■ Task to carry out
Copy character for character the portion of the data below that opens with the line containing "Labeling guidelines — the class of interest is basket" and runs through the end of the data, including both ends.

○ ○ ○ ○ ○

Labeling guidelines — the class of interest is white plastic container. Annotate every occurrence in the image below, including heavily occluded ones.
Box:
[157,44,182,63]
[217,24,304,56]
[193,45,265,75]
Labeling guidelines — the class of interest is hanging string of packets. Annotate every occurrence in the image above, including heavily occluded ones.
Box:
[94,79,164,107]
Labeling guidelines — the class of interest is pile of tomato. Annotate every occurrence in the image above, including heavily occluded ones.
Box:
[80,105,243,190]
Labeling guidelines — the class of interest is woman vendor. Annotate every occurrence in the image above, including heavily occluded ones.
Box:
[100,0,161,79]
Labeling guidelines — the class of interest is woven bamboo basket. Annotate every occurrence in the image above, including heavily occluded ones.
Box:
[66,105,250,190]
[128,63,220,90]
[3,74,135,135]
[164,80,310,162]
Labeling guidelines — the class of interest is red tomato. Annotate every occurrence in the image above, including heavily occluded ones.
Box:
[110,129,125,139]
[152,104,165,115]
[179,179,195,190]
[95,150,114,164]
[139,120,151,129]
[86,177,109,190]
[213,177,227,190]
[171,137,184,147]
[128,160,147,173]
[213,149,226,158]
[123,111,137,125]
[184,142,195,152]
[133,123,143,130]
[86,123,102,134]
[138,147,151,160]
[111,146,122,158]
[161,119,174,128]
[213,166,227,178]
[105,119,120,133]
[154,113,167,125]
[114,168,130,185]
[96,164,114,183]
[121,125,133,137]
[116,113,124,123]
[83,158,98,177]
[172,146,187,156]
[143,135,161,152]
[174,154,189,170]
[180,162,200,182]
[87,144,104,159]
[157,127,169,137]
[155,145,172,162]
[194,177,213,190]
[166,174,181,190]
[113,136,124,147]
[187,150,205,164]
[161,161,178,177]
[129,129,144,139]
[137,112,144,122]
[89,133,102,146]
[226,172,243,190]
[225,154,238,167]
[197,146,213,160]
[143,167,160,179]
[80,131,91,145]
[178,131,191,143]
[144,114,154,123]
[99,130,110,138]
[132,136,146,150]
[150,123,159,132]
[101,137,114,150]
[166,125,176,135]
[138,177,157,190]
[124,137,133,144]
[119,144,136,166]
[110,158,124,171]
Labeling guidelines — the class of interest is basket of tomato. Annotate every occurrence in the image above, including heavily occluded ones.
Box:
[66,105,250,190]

○ ○ ○ ○ ○

■ Result of the exercise
Labeling guidelines — the class of interest is basket of tomato. Annotate every occurrence in the image above, including heavily occluded ones.
Box:
[66,105,250,190]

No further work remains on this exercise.